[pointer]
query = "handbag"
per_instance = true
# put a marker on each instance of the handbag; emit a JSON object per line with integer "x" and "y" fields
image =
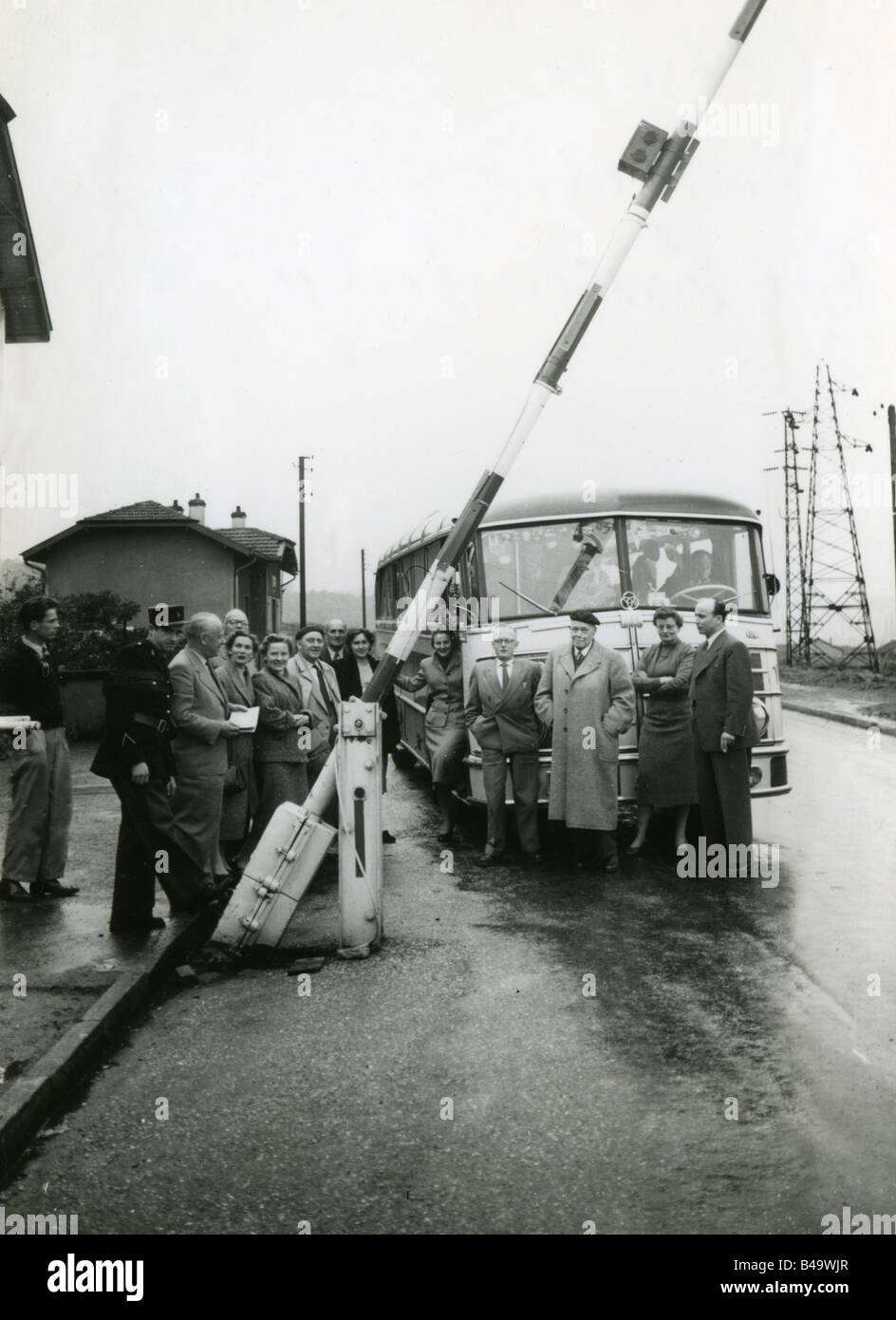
{"x": 235, "y": 779}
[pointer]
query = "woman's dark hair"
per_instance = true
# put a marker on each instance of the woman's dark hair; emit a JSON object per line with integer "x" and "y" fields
{"x": 272, "y": 639}
{"x": 446, "y": 632}
{"x": 240, "y": 632}
{"x": 361, "y": 632}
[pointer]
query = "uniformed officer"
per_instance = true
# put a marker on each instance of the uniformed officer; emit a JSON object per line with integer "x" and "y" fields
{"x": 136, "y": 757}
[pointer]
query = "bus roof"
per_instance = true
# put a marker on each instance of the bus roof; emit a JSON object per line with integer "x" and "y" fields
{"x": 635, "y": 503}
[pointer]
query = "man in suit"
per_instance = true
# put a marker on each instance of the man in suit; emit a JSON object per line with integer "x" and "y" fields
{"x": 500, "y": 716}
{"x": 136, "y": 755}
{"x": 324, "y": 701}
{"x": 720, "y": 696}
{"x": 335, "y": 650}
{"x": 201, "y": 711}
{"x": 37, "y": 835}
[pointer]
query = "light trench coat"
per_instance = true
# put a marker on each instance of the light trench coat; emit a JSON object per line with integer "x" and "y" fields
{"x": 598, "y": 696}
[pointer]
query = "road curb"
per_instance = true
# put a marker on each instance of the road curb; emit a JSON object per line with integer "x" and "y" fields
{"x": 841, "y": 717}
{"x": 27, "y": 1103}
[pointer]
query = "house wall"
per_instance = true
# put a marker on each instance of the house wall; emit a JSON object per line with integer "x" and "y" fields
{"x": 259, "y": 596}
{"x": 148, "y": 565}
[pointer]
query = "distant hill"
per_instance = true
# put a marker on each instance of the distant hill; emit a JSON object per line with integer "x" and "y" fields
{"x": 327, "y": 605}
{"x": 13, "y": 573}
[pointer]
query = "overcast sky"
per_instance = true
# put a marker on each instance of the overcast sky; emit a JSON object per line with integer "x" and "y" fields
{"x": 352, "y": 230}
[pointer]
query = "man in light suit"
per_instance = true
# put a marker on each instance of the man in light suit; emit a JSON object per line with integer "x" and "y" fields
{"x": 500, "y": 716}
{"x": 720, "y": 696}
{"x": 201, "y": 716}
{"x": 586, "y": 694}
{"x": 324, "y": 701}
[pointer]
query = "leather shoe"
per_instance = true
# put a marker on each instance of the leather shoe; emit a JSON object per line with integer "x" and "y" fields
{"x": 153, "y": 923}
{"x": 53, "y": 890}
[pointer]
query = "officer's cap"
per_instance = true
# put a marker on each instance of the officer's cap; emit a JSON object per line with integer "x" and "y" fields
{"x": 166, "y": 615}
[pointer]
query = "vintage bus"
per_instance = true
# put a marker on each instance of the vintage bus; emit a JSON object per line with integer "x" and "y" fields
{"x": 618, "y": 554}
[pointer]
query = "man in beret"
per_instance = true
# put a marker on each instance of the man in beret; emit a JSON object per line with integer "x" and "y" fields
{"x": 586, "y": 694}
{"x": 136, "y": 757}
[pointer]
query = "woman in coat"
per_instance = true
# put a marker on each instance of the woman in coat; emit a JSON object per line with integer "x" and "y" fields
{"x": 588, "y": 696}
{"x": 283, "y": 737}
{"x": 354, "y": 674}
{"x": 240, "y": 791}
{"x": 445, "y": 727}
{"x": 666, "y": 771}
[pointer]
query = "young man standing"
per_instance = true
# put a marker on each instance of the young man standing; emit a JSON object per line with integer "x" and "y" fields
{"x": 37, "y": 835}
{"x": 500, "y": 716}
{"x": 136, "y": 757}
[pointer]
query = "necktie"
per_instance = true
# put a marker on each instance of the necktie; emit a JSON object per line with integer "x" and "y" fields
{"x": 325, "y": 690}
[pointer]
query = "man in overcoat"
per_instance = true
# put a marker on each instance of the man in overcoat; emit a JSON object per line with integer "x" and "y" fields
{"x": 324, "y": 694}
{"x": 136, "y": 755}
{"x": 500, "y": 716}
{"x": 720, "y": 696}
{"x": 586, "y": 694}
{"x": 199, "y": 710}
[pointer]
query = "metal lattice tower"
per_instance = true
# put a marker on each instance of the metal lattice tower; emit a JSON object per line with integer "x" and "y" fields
{"x": 835, "y": 599}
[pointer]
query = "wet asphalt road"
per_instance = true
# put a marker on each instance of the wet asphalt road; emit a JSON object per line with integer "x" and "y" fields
{"x": 710, "y": 997}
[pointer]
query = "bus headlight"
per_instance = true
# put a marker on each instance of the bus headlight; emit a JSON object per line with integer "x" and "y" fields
{"x": 760, "y": 717}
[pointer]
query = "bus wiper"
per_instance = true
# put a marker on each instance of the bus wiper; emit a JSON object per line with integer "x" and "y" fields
{"x": 527, "y": 598}
{"x": 585, "y": 532}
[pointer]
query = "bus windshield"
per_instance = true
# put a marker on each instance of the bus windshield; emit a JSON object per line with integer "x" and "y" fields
{"x": 553, "y": 568}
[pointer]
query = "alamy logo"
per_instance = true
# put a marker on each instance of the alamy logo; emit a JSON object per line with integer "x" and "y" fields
{"x": 73, "y": 1275}
{"x": 37, "y": 1225}
{"x": 858, "y": 1225}
{"x": 40, "y": 490}
{"x": 736, "y": 862}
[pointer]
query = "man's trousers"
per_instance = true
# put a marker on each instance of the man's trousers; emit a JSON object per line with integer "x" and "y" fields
{"x": 37, "y": 835}
{"x": 723, "y": 792}
{"x": 524, "y": 772}
{"x": 149, "y": 850}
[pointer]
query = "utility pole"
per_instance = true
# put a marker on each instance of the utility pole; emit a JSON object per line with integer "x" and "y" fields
{"x": 794, "y": 569}
{"x": 304, "y": 493}
{"x": 364, "y": 593}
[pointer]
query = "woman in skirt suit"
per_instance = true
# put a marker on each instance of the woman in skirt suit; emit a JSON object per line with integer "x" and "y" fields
{"x": 445, "y": 727}
{"x": 240, "y": 794}
{"x": 666, "y": 772}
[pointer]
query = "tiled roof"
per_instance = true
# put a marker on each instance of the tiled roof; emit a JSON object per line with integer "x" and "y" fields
{"x": 266, "y": 545}
{"x": 250, "y": 541}
{"x": 145, "y": 508}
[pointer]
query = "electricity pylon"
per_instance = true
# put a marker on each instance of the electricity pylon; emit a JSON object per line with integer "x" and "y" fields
........
> **Given problem**
Copy out each record shown above without alteration, skipping any picture.

> **Result for this task**
[pointer]
query = "handbag"
per_instance = true
# put a marker on each instance of the handbag; emit a JSON object per line with integer "x" and "y" fields
image =
{"x": 235, "y": 779}
[pointer]
query = "woman's dark hair"
per_instance = true
# put a marker on each instance of the woman's dark hair; emit a JSON object per line with integer "x" and "y" fields
{"x": 272, "y": 639}
{"x": 446, "y": 632}
{"x": 240, "y": 632}
{"x": 361, "y": 632}
[pointer]
query = "uniformed officer"
per_instance = true
# put a marker on each instance of the uniformed officer; emit a JSON object per line with integer "x" and "y" fields
{"x": 136, "y": 757}
[pointer]
query = "bus roof"
per_instance = true
# put a marker on each instance of the bus roof; emit a JSON object per line with integer "x" and "y" fields
{"x": 635, "y": 503}
[pointer]
query = "man in suit"
per_instance = true
# put a marker on each instance of the man in suit; emit a JSON object per line with integer "x" and "y" fields
{"x": 500, "y": 716}
{"x": 136, "y": 755}
{"x": 324, "y": 701}
{"x": 720, "y": 696}
{"x": 335, "y": 650}
{"x": 201, "y": 711}
{"x": 37, "y": 835}
[pointer]
query = "light trench coat"
per_instance = true
# put a marker on each instance of the light trench coat; emit a JSON object per line with integer "x" and "y" fields
{"x": 598, "y": 696}
[pointer]
query = "road curb"
per_instance = true
# put a marker on each instance of the road curb; emit a JSON object per line with integer "x" and "y" fields
{"x": 841, "y": 717}
{"x": 27, "y": 1103}
[pointer]
query = "house wall"
per_instance = true
# put a marker on each instance of the house wall; emit a JSON object per line with integer "x" and "y" fields
{"x": 259, "y": 596}
{"x": 148, "y": 565}
[pointer]
query = "distant hill"
per_instance = true
# put a marker on each instance of the distant hill; emit a JSON object per line with integer "x" and "y" fields
{"x": 327, "y": 605}
{"x": 13, "y": 573}
[pointer]
query = "overcast sky"
per_instance = true
# put a marker on each instance of the overcast sky; emit a JSON object per line with integer "x" and "y" fields
{"x": 352, "y": 230}
[pointer]
query = "man in light suit"
per_instance = true
# put a marker on each instance of the man in light suit; emit a JSON object per line with integer "x" and "y" fields
{"x": 500, "y": 716}
{"x": 720, "y": 696}
{"x": 201, "y": 716}
{"x": 586, "y": 694}
{"x": 324, "y": 701}
[pointer]
query = "leather shoe"
per_instance = true
# put a marker on each instance of the leather shoe; emit a JSON object per line with integer "x" and "y" fields
{"x": 153, "y": 923}
{"x": 53, "y": 890}
[pointer]
query = "officer's cap"
per_instance = true
# put a marker on each instance of the officer's cap; emit a JSON object per line with integer "x" and "y" fields
{"x": 166, "y": 615}
[pointer]
query = "vintage bus"
per_instance = true
# put a marker on each instance of the vintage bus; emit a JSON object per line with integer "x" and "y" fields
{"x": 618, "y": 554}
[pointer]
query = "man in beret"
per_instance = true
# put a marker on each instance of the man in beret; emit a JSON object per line with integer "x" and "y" fields
{"x": 586, "y": 694}
{"x": 136, "y": 757}
[pointer]
query = "woman in coat"
per_instance = true
# put a marker on each instance of the woman in coat; emit a JSON object per line with integer "x" and "y" fields
{"x": 588, "y": 696}
{"x": 283, "y": 737}
{"x": 354, "y": 674}
{"x": 240, "y": 791}
{"x": 445, "y": 727}
{"x": 666, "y": 771}
[pointer]
query = "young man standing"
per_instance = true
# put a marker on each instance of the young man standing; emit a JSON object per line with integer "x" and "y" fields
{"x": 37, "y": 835}
{"x": 500, "y": 716}
{"x": 136, "y": 757}
[pointer]
query = "necktie"
per_instance = true
# put a marker on each instance of the necktie; emit a JSON object per line with integer "x" and "y" fields
{"x": 325, "y": 690}
[pointer]
query = "man in overcoat"
per_instance = true
# put a marker on each instance of the man in overcoat; emit a JSON object per line with integer "x" and "y" fields
{"x": 324, "y": 694}
{"x": 136, "y": 755}
{"x": 500, "y": 716}
{"x": 720, "y": 696}
{"x": 586, "y": 694}
{"x": 199, "y": 710}
[pointer]
query = "metal lattice tower"
per_instance = true
# put a marker on each instance of the metal lattice tower; emit a JSON object per line with integer "x" and "y" fields
{"x": 835, "y": 599}
[pointer]
query = "wet asphalt road"
per_instance = true
# put a marker on each instance of the wet asphalt road; emit a JSON object per line with integer "x" and "y" fields
{"x": 710, "y": 997}
[pointer]
query = "bus headlight"
per_instance = true
# put a marker on each instance of the bus headlight; emit a JSON object per line with integer "x" and "y" fields
{"x": 760, "y": 717}
[pointer]
query = "bus wiper"
per_instance = true
# put a marker on each instance of the bus wiper; emit a JSON object per line with integer "x" and "y" fields
{"x": 527, "y": 598}
{"x": 585, "y": 532}
[pointer]
query = "bus windshield"
per_instance = true
# put a marker on each instance of the bus windshield; emit a JSON object per line with integer "x" and "y" fields
{"x": 553, "y": 568}
[pointer]
query = "alamy logo"
per_instance = true
# put a marker on each instance of the alamy logo; emit a JSON object per line with integer "x" and "y" fields
{"x": 73, "y": 1275}
{"x": 37, "y": 1225}
{"x": 858, "y": 1225}
{"x": 40, "y": 490}
{"x": 736, "y": 862}
[pointer]
query = "man's trousers"
per_instance = true
# put a marker on each instance of the man's trousers; emit a JSON object per line with integer "x" and "y" fields
{"x": 37, "y": 835}
{"x": 723, "y": 792}
{"x": 524, "y": 772}
{"x": 149, "y": 850}
[pointer]
query = "utility pole"
per_instance = true
# put a marker on each instance of the utility pole; emit a JSON object per line with integer "x" and "y" fields
{"x": 794, "y": 569}
{"x": 304, "y": 493}
{"x": 364, "y": 593}
[pointer]
query = "woman in skirt suit"
per_instance = true
# put a marker on each instance of the woman in skirt suit; emit a JSON object per line with integer "x" and "y" fields
{"x": 445, "y": 727}
{"x": 240, "y": 794}
{"x": 666, "y": 772}
[pointer]
query = "tiled roof"
per_instance = true
# put a marker on each instance of the tiled roof; emit a JSON object per line with integer "x" and "y" fields
{"x": 266, "y": 545}
{"x": 250, "y": 541}
{"x": 145, "y": 508}
[pointer]
query = "electricity pylon"
per_instance = true
# put a marker on each instance of the electricity pylon; emit a JSON object per line with integer "x" and "y" fields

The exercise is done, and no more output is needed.